#### [OBJECTIVE]
Report every line of the listing below that contains the word "table", treating uppercase and lowercase as different.

--- start ENTRIES SHOWN ---

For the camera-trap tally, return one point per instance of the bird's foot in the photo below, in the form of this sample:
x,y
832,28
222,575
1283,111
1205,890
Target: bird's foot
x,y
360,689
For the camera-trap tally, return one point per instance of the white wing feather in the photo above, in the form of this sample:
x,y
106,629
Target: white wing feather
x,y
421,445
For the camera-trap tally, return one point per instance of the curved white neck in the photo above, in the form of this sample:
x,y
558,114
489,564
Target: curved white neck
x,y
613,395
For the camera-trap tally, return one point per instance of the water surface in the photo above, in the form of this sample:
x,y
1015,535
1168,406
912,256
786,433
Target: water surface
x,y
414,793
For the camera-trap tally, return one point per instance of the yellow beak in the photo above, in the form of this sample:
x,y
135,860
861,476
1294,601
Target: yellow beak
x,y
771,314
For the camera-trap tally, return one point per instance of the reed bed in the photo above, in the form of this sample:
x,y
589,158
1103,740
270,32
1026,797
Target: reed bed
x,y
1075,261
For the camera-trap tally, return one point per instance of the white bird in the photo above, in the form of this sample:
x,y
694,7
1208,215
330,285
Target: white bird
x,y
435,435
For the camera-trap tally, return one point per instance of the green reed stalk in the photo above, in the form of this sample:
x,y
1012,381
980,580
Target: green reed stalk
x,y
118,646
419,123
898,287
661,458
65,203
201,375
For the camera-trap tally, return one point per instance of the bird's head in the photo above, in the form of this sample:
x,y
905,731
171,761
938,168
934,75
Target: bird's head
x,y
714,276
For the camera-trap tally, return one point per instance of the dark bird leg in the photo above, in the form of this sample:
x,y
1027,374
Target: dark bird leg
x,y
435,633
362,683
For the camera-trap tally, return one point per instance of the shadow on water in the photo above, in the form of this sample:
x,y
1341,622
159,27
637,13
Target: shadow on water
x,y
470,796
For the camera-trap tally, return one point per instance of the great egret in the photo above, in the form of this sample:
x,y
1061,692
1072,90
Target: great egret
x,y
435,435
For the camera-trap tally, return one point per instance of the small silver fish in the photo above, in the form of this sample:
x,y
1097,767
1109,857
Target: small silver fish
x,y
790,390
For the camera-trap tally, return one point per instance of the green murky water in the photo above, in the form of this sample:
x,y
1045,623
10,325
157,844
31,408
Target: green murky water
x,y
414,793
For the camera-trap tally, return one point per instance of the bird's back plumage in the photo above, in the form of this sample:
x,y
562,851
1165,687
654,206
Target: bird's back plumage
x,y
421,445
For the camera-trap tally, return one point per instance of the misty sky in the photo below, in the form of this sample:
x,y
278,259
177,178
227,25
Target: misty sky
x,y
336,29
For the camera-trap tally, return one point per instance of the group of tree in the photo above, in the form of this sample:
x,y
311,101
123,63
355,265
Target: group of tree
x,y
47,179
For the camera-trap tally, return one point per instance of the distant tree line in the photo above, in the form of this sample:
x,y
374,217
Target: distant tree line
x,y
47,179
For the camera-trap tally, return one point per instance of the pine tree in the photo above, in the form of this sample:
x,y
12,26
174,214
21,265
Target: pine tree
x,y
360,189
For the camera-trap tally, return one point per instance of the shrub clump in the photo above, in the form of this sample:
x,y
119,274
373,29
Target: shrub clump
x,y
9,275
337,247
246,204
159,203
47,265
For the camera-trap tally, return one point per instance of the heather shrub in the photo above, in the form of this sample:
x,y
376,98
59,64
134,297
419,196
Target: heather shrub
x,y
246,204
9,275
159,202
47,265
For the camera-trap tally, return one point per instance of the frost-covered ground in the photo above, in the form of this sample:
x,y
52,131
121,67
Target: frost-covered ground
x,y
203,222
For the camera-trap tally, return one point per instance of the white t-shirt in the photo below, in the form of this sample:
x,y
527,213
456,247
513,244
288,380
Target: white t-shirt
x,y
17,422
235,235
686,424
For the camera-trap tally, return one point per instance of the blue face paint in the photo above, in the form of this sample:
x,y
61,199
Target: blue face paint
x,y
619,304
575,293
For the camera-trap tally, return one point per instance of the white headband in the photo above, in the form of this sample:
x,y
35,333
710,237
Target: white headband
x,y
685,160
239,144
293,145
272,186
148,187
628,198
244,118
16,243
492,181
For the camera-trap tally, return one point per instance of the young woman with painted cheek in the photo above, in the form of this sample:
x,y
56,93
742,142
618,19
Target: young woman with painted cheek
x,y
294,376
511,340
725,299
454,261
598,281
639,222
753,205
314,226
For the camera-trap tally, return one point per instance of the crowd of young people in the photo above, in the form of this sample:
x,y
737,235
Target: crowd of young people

--- end ENTRIES SHOWN ---
--- start ENTRIES SHOWN ---

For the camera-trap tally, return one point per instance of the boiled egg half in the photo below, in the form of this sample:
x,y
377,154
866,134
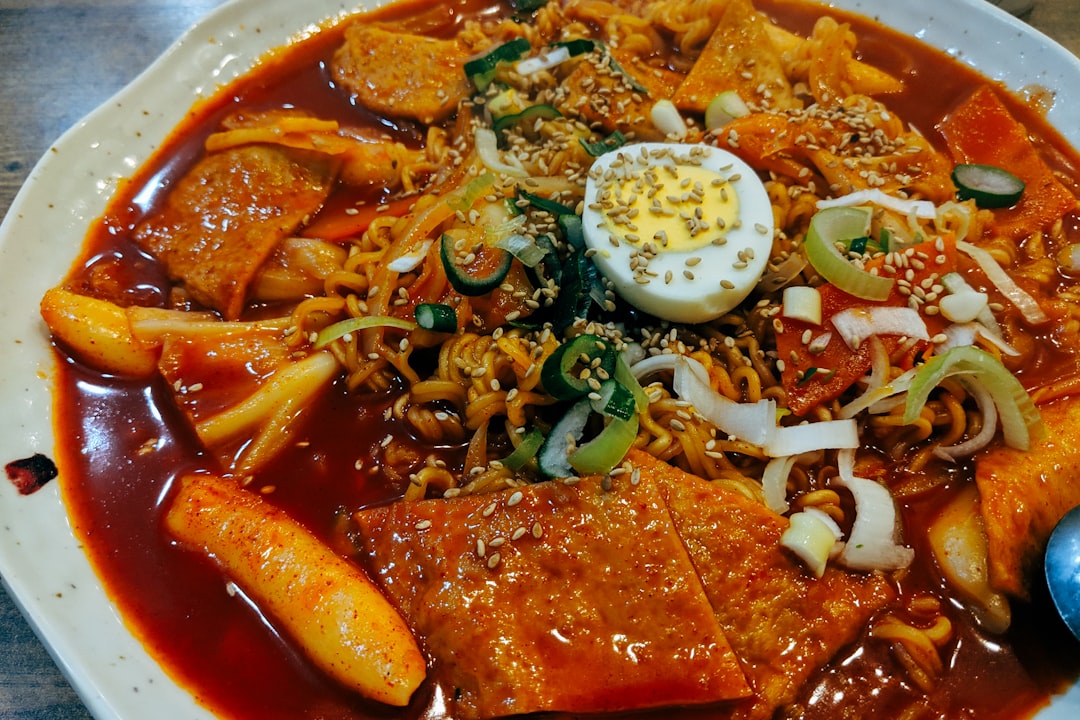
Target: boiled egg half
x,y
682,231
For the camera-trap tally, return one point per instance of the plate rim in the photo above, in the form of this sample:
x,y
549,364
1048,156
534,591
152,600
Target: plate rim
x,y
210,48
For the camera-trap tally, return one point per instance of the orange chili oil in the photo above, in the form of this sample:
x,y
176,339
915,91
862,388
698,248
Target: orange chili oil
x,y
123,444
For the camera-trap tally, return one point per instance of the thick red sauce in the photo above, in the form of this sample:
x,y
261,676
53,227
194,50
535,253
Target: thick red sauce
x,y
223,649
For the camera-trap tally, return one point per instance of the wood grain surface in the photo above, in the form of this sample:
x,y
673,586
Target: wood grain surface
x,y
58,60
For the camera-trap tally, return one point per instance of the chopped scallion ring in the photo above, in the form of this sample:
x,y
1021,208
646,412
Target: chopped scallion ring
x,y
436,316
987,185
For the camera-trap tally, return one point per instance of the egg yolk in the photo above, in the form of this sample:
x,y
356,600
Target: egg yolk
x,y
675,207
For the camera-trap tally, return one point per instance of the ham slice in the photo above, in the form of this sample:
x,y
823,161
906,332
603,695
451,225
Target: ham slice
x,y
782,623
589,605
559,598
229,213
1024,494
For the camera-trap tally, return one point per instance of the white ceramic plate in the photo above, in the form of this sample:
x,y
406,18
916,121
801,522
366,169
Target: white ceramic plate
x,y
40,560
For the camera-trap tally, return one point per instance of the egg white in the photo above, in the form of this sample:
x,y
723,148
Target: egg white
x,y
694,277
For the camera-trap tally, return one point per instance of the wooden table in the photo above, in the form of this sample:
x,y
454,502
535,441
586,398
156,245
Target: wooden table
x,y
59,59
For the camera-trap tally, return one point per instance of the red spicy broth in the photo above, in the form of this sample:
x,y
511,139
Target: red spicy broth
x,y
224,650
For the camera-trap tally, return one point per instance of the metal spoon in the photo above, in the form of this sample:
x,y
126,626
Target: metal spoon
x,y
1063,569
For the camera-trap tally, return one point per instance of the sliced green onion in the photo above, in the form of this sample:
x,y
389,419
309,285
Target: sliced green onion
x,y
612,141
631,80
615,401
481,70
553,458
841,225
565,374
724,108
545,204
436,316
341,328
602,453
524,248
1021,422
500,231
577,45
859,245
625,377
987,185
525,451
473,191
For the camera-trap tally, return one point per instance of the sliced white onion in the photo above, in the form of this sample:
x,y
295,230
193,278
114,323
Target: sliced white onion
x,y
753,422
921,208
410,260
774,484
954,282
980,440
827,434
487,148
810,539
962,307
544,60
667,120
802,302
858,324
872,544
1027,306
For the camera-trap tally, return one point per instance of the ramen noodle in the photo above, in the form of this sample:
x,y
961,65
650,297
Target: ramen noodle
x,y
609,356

--- end ENTRIES SHOWN ---

#### [EXERCISE OUTPUT]
For the camera-trap tally, return one point per instance of the wooden table in the photo above, in the form of this sample:
Target: wooden table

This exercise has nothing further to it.